#### EXTRAIT FOURNI:
>>>
Ce 19 juillet 2020, cela fait un mois que The Last of Us Part II est sorti. De plus en plus de joueurs et de joueuses ont traversé cette quête intense, et beaucoup ne sont pas encore remis de leurs émotions. Pour couronner le tout, la fin du jeu est si poignante qu’il est difficile de sortir du jeu sans se triturer l’esprit sur les significations de cet épilogue. Il est majoritairement admis que ce grand final est sombre, et c’est en partie le cas, mais il n’est peut-être pas aussi sombre qu’il y paraît après une première partie. En fait, c’est même une fin assez positive.
[SPOILER ALERT] La suite de cet article est un condensé de spoilers sur l’intrigue du jeu et sur son final. La lecture est conseillée exclusivement aux personnes qui ont terminé The Last of Us Part II en intégralité, générique y compris.
Destins croisés
De l’aveu même de Neil Druckmann, la scène finale devait être beaucoup plus sombre : à l’origine, Ellie tuait Abby. Mais, comme il l’explique, il y aurait eu évidemment un non-sens dans cette issue. Le message du jeu aurait été vain. Sans un changement de comportement chez les protagonistes, à quoi bon miser sur une structure non manichéenne, à quoi bon nous montrer les deux points de vue d’une vengeance ? Cette structure nécessitait un enseignant final plus puissant qu’un meurtre de sang froid. La renonciation d’Ellie est humainement logique : comme les joueurs et les joueuses, elle comprend qu’il faut mettre fin au cycle de violence. C’est aussi grâce à cet acte qu’Ellie retrouve son humanité, qu’elle démarre sa propre rédemption après les meurtres qu’elle a commis. Elle comprend qu’aller au bout de sa vengeance ne lui apportera rien, en dehors de sa propre perte.
Ce n’est pas la seule lumière qui émerge dans cette scène finale. Un élément dont on peut passer à côté de prime abord est qu’Ellie sauve indirectement Abby. Si elle était restée à la ferme, qu’elle n’était pas partie à Santa Barbara, Abby et Lev seraient morts sur cette plage — étant donné l’état dans lequel ils étaient, ce constat est le seul possible. L’image post-générique nous montre qu’Abby et Lev ont pu rejoindre leur objectif, la nouvelle base des Lucioles. Les actions d’Ellie ont paradoxalement permis aux deux autres personnages, ses ennemis, de survivre à un moment où il n’y avait plus d’espoir. De son côté, Abby avait même refusé de se battre, puis s’en est allée sans insister après la renonciation d’Ellie.
<<<
#### ENTRÉES FOURNIES:
>>>
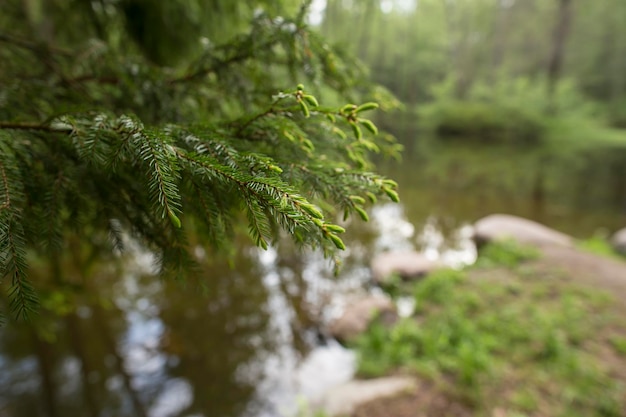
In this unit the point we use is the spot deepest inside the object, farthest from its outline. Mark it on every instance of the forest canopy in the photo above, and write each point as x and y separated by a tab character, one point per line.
168	119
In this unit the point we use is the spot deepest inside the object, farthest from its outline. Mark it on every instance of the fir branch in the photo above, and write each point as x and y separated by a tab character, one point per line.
34	126
22	296
158	155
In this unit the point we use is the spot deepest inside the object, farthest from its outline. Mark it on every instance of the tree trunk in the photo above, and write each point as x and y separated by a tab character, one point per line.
555	61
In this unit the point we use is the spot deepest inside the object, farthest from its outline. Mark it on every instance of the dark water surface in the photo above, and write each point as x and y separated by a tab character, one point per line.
246	341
<<<
#### TÂCHES À ACCOMPLIR:
**A.** D'après l'extrait sur The Last of Us Part II, que faisait Ellie à Abby dans la version d'origine de la scène finale ?
**B.** Relève tous les noms de personnes et de personnages cités dans l'extrait fourni.
**C.** Recopie à l'identique le passage de l'extrait fourni qui commence aux mots « Destins croisés » et s'arrête après « sa propre perte. ».

#### RÉPONSES DANS L'ORDRE:
**A.** Elle la tuait.

**B.** Neil Druckmann, Ellie, Abby, Lev

**C.**
Destins croisés
De l’aveu même de Neil Druckmann, la scène finale devait être beaucoup plus sombre : à l’origine, Ellie tuait Abby. Mais, comme il l’explique, il y aurait eu évidemment un non-sens dans cette issue. Le message du jeu aurait été vain. Sans un changement de comportement chez les protagonistes, à quoi bon miser sur une structure non manichéenne, à quoi bon nous montrer les deux points de vue d’une vengeance ? Cette structure nécessitait un enseignant final plus puissant qu’un meurtre de sang froid. La renonciation d’Ellie est humainement logique : comme les joueurs et les joueuses, elle comprend qu’il faut mettre fin au cycle de violence. C’est aussi grâce à cet acte qu’Ellie retrouve son humanité, qu’elle démarre sa propre rédemption après les meurtres qu’elle a commis. Elle comprend qu’aller au bout de sa vengeance ne lui apportera rien, en dehors de sa propre perte.